SUPPLIED TEXT
Each engineer is very valuable. LLM tokens are cheap. You scale up inference compute, and your engineers can focus on higher order stuff, not reviewing incorrect responses, validating bugs, and what not.

It’s shocking to me that there isn’t a $2,000 / $20,000 per month subscription tier for coding assistants. I’ve always in my mind called this ExecGPT since around 2021, but the notion was that executives have teams that support them to be high functioning and high leverage, responsible for quality of thinking and decision making, not quantity of work output.

And the value/prop existed and continues to exist even as the models get smarter, even Opus 4.6.

  • > It’s shocking to me that there isn’t a $2,000 / $20,000 per month subscription tier for coding assistants.

    What would be the benefit for the providers in offering this over just having those people use the API? I don't think it makes any sense for them.

    • Most people don’t know how to build an effective harness that is well optimized and battle tested to work for a wide range of scenarios. But they can happily and easily use a finished service if they have the money for it.

      1 reply →

Yeah, it's hard to read the article without getting a cringy feeling of second hand embarrassment. The setup is weird too, in that it seems to imply that the little snippets of "wisdom" should be used as prompts to an LLM to come to their same conclusions, when of course this style of prompt will reliably produce congratulatory dreck.

Setting aside the absurdity of using dollars per day spent on tokens as the new lines of code per day, have they not heard of mocks or simulation testing? These are long proven techniques, but they appear bent on taking credit for some kind revolutionary discovery by recasting these standard techniques as a Digital Twin Universe.

One positive(?) thing I'll say is that this fits well with my experience of people who like to talk about software factories (or digital factories), but at least they're up front about the massive cost of this type of approach - whereas "digital factories" are typically cast as a miracle cure that will reduce costs dramatically somehow (once it's eventually done correctly, of course).

Hard pass.

  • Yeah, getting strong Devin vibes here. In some ways they were ahead of their time in other ways agents have become commoditized and their platform is arguably obsolete. I have a strong feeling the same will happen with "software factories".

This is some dumb boast/signaling that they're more AI-advanced than you are.

The desperation to be an AI thought leader is reaching Instagram influencer levels of deranged attention seeking.

It's not so much crazy as very lame and stupid and dumb. The moment has allowed people doing dumb things to somehow grab the attention of many in the industry for a few moments. There's nothing "there".

  • When I see comments like this I wonder if the commenter has used LLMs for software development recently. (Genuine question).

    • What's that got to do with burning thousands of dollars producing nothing of value, and a lot of useless code created by agents you turn loose while advocating not reviewing it? "Used LLMs" is a non-sequitur here. What did your agent build with you spending thousands of dollars and not reviewing the code? If you have something high quality to show that followed this process link it here, else what are you even talking about?

TASK GOAL
Reproduce the portion of the discussion thread above word for word, starting at "Each engineer is" and ending at "even Opus 4.6.".

RECORDED DATA
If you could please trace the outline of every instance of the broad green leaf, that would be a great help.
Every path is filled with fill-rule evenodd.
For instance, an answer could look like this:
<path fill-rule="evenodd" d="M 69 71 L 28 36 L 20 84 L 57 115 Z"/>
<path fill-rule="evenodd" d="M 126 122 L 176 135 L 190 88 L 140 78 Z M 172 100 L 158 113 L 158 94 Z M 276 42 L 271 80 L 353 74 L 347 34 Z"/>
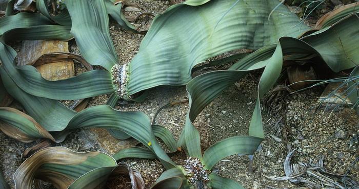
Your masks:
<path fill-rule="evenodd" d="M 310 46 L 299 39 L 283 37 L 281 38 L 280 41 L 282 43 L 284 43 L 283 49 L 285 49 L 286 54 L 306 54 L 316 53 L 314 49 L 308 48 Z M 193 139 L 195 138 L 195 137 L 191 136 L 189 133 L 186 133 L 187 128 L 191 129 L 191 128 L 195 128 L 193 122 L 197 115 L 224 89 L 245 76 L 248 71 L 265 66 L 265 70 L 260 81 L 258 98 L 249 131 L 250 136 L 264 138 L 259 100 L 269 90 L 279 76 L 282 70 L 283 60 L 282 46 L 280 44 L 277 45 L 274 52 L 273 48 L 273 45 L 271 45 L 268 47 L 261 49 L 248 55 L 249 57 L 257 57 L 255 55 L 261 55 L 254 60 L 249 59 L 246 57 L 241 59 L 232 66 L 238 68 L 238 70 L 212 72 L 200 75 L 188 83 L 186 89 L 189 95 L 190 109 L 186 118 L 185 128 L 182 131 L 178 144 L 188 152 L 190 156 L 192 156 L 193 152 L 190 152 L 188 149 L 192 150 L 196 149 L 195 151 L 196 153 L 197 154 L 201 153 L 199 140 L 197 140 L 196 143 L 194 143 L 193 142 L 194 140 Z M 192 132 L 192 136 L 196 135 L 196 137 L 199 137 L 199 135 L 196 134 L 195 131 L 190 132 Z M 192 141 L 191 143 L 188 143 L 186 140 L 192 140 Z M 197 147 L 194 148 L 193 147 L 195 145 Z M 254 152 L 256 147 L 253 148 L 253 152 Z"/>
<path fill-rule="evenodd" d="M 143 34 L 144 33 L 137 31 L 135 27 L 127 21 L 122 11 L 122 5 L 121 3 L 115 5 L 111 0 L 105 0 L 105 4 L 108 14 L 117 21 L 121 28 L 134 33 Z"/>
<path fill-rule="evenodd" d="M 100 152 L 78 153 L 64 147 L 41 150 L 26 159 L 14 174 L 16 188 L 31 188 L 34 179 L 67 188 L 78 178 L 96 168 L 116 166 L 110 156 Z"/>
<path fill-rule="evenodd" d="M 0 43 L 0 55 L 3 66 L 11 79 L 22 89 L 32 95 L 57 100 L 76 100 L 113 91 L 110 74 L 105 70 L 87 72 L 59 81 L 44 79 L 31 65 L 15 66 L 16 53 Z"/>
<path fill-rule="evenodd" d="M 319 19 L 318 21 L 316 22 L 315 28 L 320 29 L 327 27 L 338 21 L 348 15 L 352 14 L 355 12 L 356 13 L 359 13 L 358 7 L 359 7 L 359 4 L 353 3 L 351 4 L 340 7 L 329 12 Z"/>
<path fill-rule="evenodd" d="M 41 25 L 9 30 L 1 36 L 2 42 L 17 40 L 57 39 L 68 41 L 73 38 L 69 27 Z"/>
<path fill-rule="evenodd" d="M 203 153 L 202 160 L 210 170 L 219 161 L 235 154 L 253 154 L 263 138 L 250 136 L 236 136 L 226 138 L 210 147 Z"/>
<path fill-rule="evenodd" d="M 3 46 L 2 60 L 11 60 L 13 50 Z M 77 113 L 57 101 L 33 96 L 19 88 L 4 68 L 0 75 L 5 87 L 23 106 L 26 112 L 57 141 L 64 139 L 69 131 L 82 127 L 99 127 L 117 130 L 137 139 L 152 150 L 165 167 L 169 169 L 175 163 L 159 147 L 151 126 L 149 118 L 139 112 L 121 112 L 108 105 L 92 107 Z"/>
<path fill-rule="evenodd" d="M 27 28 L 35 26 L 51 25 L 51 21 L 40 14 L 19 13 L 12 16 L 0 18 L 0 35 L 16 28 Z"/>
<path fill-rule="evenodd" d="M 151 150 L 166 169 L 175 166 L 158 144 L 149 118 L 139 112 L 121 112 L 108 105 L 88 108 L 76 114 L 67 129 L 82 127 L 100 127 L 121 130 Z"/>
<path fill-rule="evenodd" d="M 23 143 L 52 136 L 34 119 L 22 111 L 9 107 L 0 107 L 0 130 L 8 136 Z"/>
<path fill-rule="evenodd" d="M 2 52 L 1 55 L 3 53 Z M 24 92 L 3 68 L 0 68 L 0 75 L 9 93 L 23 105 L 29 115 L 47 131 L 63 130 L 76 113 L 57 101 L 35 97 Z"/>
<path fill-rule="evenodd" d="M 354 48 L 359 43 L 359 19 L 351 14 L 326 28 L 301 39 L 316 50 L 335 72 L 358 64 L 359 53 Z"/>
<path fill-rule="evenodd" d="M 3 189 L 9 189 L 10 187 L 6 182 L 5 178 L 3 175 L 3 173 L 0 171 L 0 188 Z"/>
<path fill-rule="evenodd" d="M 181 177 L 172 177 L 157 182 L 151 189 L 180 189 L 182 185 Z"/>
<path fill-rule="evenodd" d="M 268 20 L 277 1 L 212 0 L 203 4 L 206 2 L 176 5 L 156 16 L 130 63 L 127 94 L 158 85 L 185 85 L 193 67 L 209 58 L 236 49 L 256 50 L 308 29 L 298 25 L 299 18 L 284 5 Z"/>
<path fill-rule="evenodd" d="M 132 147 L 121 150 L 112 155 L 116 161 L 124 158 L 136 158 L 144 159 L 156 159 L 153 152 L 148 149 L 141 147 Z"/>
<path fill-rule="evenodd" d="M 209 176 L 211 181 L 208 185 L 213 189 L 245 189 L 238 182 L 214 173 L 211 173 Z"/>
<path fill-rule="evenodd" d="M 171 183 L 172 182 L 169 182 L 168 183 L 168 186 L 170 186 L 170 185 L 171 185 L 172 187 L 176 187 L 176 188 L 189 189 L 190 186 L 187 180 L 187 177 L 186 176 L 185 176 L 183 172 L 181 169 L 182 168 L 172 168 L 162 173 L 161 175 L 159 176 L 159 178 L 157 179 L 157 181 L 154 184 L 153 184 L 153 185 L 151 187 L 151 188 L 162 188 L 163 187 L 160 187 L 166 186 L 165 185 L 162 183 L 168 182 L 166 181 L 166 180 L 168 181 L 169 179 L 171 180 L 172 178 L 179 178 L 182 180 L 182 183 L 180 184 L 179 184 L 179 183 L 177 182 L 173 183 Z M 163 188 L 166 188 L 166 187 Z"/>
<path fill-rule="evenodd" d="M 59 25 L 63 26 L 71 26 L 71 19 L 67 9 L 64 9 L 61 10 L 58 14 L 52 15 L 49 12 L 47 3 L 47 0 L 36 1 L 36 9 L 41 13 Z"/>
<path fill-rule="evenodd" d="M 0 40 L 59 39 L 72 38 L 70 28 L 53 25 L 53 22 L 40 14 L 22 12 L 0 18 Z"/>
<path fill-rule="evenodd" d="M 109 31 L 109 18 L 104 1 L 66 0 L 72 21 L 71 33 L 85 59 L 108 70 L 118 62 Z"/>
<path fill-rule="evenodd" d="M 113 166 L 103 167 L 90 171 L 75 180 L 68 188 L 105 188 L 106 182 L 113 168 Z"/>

==

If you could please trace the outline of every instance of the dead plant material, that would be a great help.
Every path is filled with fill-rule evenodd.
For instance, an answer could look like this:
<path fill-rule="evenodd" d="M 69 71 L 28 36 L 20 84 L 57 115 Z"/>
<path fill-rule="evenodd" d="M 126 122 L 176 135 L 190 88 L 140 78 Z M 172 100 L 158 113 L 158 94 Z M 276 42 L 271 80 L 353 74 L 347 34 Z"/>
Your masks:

ANSWER SPACE
Each engineer is very valuable. LLM tokens are cheap. You scale up inference compute, and your engineers can focus on higher order stuff, not reviewing incorrect responses, validating bugs, and what not.

It’s shocking to me that there isn’t a $2,000 / $20,000 per month subscription tier for coding assistants. I’ve always in my mind called this ExecGPT since around 2021, but the notion was that executives have teams that support them to be high functioning and high leverage, responsible for quality of thinking and decision making, not quantity of work output.

And the value/prop existed and continues to exist even as the models get smarter, even Opus 4.6.